((

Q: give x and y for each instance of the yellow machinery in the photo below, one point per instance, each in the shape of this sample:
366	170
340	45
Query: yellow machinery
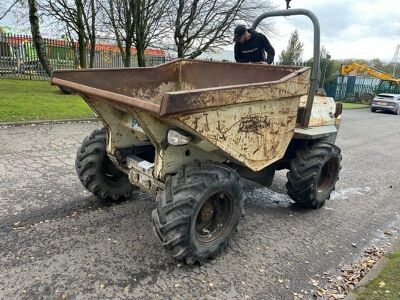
388	83
358	69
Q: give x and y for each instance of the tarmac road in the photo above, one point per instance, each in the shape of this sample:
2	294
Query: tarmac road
58	241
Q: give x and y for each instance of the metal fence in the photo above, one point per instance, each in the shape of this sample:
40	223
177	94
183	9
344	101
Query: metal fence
352	88
18	57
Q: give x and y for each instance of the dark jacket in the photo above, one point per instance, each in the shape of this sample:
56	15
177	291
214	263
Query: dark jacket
254	49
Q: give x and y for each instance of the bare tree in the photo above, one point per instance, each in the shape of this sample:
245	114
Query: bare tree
37	37
7	8
119	16
79	16
150	24
137	23
201	25
294	51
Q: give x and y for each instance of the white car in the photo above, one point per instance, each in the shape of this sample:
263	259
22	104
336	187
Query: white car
386	102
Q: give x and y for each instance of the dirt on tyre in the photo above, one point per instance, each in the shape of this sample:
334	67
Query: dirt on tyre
96	171
313	174
198	211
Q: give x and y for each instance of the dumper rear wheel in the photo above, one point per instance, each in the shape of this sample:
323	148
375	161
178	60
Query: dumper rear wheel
198	211
96	171
313	174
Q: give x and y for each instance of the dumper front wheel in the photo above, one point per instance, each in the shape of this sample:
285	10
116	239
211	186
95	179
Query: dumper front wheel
198	211
313	174
96	171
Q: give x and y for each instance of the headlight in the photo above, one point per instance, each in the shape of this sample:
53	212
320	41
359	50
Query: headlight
176	138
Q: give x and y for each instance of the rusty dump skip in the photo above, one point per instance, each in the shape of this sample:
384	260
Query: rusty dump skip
247	111
183	86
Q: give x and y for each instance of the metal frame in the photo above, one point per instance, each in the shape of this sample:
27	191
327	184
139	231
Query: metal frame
316	60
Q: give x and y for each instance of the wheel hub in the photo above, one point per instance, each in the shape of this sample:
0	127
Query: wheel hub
213	217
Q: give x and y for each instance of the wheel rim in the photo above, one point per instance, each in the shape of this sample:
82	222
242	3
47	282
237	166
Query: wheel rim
327	175
213	217
110	171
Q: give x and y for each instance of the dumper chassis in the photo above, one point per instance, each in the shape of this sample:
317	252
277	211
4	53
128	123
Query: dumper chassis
189	131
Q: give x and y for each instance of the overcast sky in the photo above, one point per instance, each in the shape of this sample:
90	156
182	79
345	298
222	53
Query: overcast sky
350	28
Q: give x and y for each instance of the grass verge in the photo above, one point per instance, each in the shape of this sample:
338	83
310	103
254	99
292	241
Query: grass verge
387	284
27	100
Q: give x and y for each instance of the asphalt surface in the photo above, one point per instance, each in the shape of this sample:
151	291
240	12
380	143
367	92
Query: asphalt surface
58	241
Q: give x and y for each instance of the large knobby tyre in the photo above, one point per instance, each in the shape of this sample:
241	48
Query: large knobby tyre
198	211
313	174
96	171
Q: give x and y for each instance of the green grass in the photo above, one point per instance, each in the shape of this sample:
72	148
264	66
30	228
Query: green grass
387	284
27	100
347	105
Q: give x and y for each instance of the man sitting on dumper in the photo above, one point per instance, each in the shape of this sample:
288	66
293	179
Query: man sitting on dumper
250	46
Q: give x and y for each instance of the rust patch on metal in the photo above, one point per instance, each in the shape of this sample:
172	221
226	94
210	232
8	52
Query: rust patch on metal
256	134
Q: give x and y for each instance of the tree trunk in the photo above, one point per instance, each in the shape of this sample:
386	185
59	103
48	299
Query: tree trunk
37	37
38	41
127	56
140	56
92	52
81	34
92	32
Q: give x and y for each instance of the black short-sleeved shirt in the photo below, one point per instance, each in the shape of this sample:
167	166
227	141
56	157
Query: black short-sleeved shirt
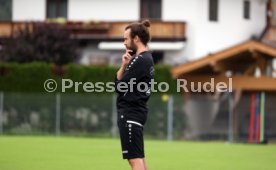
134	102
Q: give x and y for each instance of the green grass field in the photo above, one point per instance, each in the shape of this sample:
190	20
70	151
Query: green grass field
68	153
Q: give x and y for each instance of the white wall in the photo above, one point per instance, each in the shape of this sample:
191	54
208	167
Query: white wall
203	36
34	10
181	10
108	10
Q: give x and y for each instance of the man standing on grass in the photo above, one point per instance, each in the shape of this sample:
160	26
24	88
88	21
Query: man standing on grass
137	72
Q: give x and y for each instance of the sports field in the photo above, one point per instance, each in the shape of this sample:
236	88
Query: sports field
68	153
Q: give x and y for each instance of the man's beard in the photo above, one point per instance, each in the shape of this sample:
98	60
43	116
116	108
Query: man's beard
133	47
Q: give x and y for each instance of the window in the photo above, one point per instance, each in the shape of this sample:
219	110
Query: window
150	9
213	10
274	13
5	10
246	9
57	8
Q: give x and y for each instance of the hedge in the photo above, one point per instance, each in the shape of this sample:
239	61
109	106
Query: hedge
30	77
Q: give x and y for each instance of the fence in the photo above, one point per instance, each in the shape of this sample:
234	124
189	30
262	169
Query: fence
170	117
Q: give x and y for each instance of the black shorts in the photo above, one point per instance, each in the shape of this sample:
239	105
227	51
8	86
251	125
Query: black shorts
132	141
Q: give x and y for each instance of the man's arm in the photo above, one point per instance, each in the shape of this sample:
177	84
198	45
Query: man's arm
125	60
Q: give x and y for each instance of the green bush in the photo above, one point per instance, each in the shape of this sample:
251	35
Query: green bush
30	77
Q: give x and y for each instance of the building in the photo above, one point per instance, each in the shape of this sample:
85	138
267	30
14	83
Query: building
182	30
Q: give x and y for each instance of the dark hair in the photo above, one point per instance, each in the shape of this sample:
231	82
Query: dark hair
141	30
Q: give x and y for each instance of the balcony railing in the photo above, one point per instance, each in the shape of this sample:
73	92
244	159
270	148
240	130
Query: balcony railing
160	30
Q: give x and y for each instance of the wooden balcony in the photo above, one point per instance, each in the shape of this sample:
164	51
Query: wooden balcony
108	31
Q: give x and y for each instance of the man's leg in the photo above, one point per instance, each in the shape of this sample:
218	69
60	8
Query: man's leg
145	165
137	164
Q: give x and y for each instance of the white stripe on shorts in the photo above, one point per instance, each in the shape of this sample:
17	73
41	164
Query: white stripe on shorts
133	122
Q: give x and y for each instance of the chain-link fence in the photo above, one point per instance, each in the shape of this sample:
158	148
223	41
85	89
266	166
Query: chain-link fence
170	117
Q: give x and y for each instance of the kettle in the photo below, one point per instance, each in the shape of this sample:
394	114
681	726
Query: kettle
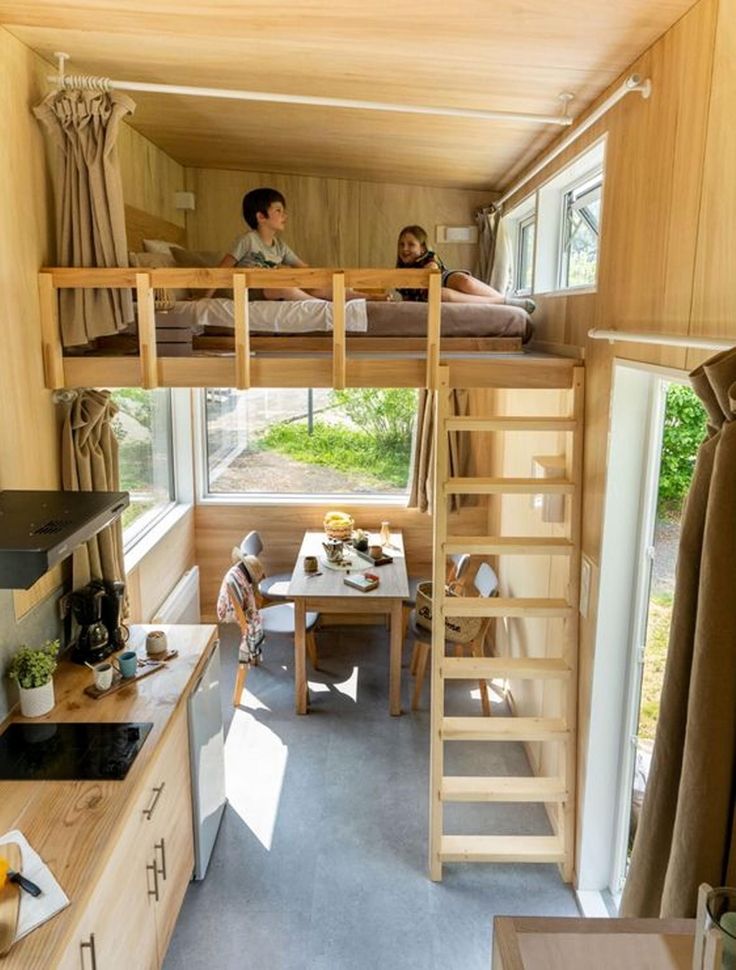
333	549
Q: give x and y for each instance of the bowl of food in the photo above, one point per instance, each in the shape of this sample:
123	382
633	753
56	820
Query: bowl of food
338	525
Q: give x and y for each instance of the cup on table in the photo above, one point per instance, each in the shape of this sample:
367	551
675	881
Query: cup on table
128	663
103	676
156	643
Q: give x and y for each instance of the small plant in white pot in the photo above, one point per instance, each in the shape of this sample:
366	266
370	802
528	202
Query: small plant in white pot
33	670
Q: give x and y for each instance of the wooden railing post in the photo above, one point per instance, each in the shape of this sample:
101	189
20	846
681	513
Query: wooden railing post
242	332
147	331
53	359
338	330
434	327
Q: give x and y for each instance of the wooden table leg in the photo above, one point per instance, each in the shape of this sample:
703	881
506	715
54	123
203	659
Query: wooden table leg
300	656
397	642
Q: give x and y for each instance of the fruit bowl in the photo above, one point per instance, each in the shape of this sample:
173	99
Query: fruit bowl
338	525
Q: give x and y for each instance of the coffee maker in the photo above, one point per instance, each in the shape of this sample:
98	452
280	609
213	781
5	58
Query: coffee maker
97	628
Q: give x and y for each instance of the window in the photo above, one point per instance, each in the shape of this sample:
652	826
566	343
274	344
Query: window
568	225
524	263
581	216
143	427
308	443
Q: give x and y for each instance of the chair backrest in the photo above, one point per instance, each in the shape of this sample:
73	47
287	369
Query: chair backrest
486	580
460	562
252	545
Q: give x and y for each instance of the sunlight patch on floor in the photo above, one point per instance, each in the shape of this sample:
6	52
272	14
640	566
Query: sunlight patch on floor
255	764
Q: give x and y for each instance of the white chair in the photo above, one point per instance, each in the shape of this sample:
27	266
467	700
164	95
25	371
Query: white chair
485	583
275	619
270	587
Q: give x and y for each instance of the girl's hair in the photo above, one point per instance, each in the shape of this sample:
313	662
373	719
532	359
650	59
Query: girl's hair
419	234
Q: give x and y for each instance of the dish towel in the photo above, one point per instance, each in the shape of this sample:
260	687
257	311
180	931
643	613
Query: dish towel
35	910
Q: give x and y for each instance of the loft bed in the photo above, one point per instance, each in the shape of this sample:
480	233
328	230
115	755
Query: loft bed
245	359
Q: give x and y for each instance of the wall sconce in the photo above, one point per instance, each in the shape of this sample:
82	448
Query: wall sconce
185	201
552	507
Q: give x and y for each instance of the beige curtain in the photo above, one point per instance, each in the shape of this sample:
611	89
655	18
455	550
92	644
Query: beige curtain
90	215
494	249
686	834
89	462
422	480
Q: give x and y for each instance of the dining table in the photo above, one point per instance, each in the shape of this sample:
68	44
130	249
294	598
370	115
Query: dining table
326	591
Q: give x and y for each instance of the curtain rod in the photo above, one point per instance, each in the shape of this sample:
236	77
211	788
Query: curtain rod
664	339
631	84
91	83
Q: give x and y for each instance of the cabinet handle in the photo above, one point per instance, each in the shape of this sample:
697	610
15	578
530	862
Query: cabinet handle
157	789
162	846
89	945
152	867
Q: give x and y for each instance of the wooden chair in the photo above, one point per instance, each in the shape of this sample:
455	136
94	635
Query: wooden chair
485	583
270	587
275	619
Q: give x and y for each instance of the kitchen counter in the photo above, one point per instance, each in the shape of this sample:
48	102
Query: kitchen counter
75	825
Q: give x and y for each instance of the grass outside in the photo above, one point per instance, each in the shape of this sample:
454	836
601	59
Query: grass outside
655	656
379	461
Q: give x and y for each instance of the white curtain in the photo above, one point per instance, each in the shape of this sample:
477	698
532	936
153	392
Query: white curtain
494	249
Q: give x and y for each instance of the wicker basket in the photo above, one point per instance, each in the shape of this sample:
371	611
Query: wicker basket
458	629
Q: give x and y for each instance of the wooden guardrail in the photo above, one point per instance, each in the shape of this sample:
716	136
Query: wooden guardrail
145	282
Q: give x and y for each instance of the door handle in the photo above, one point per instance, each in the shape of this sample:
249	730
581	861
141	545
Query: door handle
89	945
157	789
152	867
161	847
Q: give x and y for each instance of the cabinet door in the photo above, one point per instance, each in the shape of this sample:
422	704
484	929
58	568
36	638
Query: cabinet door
174	839
118	928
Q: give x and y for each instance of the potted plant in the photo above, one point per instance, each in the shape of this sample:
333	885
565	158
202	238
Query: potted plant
33	670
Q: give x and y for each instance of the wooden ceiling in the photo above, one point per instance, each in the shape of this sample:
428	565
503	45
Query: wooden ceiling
507	55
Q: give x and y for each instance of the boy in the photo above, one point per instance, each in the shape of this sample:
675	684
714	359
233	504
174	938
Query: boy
264	210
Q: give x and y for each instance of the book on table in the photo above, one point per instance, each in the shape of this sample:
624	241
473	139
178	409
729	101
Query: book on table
365	583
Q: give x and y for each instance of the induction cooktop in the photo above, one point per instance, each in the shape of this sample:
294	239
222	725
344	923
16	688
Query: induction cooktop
70	752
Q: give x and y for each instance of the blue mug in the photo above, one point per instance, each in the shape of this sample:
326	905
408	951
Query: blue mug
128	663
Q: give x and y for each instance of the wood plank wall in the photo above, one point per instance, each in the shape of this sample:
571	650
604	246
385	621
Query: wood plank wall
668	236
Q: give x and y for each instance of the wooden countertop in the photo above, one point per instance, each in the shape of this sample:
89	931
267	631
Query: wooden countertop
73	825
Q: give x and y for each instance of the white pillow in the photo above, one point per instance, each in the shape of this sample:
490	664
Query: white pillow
158	260
159	246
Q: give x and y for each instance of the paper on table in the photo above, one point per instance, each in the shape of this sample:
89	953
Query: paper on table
35	910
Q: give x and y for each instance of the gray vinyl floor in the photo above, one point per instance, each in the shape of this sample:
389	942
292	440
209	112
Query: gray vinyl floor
321	859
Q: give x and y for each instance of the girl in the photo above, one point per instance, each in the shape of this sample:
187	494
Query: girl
458	286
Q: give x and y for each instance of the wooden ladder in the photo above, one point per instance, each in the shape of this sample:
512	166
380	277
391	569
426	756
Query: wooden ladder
556	793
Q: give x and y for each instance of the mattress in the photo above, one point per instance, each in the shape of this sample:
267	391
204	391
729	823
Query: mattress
372	319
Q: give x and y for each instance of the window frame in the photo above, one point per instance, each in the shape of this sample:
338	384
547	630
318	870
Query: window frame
593	179
181	489
205	497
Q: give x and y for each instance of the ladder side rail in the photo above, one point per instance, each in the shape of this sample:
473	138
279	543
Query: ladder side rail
437	690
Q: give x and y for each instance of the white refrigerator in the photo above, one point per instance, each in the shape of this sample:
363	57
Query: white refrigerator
207	754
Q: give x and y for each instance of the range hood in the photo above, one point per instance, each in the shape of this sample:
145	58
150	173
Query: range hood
39	529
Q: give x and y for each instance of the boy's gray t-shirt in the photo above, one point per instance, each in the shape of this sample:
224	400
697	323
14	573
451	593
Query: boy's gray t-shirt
250	250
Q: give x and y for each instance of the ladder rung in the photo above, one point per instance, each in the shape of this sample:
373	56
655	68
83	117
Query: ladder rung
461	788
503	729
502	606
508	486
508	546
511	424
515	668
501	848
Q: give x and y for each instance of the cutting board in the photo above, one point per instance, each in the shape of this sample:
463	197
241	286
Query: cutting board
9	897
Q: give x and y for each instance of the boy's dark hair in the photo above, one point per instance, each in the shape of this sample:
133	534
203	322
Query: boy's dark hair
259	200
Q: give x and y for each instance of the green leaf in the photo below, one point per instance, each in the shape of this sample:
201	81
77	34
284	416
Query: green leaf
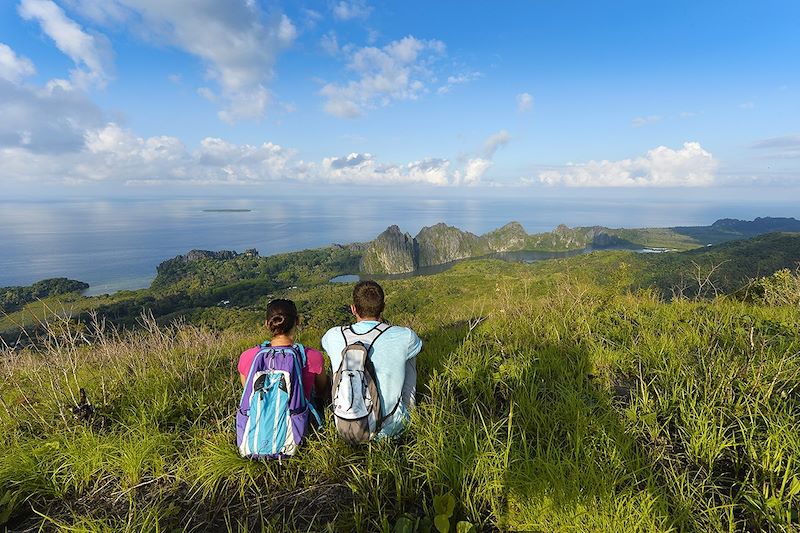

))

■ GIVEN EXERCISE
Pull out each line of the entries above that contains the word "dirt", copying every such line in full.

■ FINISHED TASK
Q: give x and y for each instance of the dirt on tyre in the photo above, one point per instance, each in the shape of this sample:
Query: dirt on tyre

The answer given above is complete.